ABOUT THIS TASK:
All lines from the entries below that contain the string "ceiling" should be copied out.

DATA RECORDS:
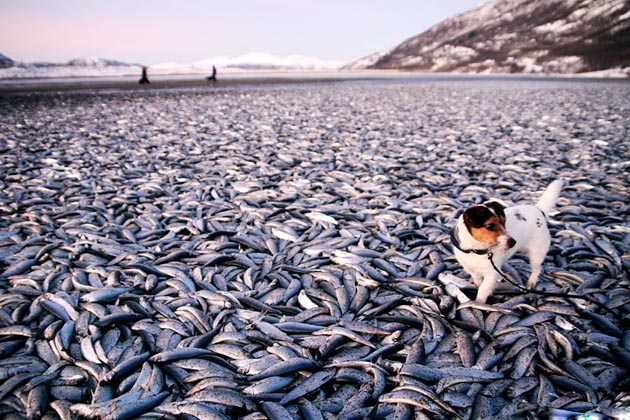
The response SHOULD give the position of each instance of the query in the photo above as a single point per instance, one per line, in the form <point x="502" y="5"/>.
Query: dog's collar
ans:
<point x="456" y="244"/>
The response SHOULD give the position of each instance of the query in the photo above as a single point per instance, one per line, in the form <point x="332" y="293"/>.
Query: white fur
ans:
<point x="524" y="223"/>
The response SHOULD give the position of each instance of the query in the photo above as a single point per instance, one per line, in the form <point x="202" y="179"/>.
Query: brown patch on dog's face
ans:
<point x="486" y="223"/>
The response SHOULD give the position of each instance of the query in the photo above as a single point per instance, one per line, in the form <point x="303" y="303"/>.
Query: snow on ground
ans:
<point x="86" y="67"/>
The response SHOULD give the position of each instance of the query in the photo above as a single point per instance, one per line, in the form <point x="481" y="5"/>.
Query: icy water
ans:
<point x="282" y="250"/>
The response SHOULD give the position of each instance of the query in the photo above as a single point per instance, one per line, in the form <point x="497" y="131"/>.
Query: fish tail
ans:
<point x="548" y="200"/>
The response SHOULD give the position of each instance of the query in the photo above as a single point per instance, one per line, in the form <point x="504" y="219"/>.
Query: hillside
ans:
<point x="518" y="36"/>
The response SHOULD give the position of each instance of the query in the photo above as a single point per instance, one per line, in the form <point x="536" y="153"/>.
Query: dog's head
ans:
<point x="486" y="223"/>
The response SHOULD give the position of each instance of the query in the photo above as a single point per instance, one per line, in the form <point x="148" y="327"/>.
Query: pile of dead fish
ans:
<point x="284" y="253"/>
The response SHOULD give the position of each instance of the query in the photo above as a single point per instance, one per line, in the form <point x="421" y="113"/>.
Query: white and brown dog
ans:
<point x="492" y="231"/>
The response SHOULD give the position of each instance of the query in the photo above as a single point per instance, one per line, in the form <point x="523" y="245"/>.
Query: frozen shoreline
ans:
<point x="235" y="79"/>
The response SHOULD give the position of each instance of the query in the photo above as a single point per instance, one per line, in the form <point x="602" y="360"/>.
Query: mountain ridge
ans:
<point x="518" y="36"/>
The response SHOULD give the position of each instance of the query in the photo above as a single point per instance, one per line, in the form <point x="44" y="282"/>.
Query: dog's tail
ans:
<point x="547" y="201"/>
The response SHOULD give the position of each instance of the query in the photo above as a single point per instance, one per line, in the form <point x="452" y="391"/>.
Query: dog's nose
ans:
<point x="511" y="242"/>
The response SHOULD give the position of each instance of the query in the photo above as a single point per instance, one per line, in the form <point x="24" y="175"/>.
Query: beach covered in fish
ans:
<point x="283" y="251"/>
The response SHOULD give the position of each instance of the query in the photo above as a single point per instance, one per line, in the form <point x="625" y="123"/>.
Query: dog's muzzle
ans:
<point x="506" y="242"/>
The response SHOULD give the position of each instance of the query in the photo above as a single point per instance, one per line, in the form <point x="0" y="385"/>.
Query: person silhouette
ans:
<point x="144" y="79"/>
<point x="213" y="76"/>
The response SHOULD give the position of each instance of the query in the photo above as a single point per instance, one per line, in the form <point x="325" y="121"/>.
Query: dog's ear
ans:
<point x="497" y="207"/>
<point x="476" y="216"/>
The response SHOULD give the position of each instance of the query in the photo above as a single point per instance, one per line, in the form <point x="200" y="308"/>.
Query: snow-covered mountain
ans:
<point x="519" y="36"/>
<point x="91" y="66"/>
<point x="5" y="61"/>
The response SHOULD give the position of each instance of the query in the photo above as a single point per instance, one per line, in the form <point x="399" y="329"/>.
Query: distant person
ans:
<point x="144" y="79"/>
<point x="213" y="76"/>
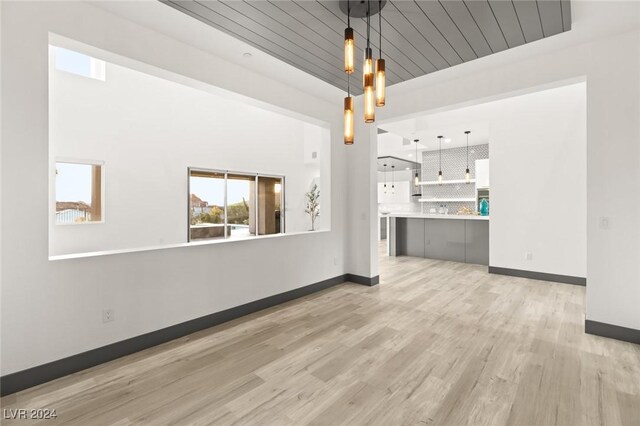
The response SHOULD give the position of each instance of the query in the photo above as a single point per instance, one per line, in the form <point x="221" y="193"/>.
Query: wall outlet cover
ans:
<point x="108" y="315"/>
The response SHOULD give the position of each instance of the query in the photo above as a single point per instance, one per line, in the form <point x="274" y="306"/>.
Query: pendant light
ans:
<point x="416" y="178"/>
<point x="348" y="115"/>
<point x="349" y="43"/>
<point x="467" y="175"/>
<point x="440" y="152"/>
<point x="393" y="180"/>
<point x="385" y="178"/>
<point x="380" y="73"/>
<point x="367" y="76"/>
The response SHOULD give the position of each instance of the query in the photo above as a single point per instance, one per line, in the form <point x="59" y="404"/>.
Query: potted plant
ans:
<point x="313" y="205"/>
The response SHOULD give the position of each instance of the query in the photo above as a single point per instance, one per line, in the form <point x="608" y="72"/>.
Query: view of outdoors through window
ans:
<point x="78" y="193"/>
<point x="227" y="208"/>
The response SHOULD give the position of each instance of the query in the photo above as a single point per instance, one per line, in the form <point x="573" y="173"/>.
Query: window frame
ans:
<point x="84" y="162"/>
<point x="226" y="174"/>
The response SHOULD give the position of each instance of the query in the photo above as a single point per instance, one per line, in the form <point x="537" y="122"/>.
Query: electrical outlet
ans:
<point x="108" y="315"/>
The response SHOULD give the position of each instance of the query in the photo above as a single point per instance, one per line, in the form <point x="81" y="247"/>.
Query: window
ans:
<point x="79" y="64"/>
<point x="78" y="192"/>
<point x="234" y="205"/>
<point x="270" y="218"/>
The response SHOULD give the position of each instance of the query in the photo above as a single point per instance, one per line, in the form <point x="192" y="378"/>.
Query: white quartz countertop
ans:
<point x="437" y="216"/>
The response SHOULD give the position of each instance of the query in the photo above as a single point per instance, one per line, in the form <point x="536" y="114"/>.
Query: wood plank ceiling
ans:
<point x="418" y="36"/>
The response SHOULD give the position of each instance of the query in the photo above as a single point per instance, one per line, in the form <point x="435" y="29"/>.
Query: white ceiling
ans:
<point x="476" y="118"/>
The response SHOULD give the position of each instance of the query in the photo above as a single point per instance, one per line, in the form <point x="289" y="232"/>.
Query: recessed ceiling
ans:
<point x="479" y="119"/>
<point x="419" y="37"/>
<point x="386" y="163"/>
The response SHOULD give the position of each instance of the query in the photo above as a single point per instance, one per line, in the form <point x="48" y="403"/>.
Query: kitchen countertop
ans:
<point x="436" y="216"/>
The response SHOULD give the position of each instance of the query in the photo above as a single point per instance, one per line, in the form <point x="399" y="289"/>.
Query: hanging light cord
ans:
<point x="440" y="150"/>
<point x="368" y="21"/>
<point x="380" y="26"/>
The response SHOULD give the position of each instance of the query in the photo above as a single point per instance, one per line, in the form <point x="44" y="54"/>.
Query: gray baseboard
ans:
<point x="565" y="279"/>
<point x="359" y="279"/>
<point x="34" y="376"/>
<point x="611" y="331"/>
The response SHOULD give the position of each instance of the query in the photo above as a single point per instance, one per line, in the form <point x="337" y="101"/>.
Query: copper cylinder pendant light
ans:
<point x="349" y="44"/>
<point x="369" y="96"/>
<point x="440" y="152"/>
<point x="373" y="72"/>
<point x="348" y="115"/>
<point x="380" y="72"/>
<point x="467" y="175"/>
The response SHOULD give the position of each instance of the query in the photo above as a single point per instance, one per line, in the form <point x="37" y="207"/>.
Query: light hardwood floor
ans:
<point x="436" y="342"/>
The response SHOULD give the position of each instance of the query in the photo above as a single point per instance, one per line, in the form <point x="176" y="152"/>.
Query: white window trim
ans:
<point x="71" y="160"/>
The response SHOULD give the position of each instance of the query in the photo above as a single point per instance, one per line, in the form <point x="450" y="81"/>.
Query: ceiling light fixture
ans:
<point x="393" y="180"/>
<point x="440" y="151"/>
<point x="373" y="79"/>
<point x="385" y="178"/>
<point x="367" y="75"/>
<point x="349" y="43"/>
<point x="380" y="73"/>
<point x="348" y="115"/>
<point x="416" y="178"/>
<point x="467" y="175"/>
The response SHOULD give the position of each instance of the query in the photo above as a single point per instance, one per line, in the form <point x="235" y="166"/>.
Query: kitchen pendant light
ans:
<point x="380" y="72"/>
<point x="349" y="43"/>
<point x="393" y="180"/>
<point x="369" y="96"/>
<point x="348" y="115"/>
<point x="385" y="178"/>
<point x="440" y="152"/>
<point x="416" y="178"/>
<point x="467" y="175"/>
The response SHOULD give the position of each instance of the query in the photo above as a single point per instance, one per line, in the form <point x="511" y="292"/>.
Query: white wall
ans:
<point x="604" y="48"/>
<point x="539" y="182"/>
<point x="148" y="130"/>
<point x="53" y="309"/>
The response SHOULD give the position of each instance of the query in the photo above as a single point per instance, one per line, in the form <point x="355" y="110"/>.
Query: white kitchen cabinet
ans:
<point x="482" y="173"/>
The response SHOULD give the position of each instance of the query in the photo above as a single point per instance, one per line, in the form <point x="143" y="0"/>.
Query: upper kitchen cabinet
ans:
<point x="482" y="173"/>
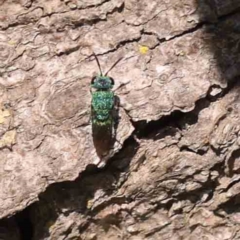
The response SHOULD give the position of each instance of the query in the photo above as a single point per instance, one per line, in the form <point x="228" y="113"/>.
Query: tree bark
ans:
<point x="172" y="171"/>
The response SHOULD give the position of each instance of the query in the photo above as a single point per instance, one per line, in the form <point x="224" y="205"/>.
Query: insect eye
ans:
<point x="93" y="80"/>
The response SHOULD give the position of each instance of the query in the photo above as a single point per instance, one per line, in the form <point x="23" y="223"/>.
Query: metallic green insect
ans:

REPLY:
Query: wood plank ceiling
Query: white ceiling
Query: recessed ceiling
Query: ceiling light fixture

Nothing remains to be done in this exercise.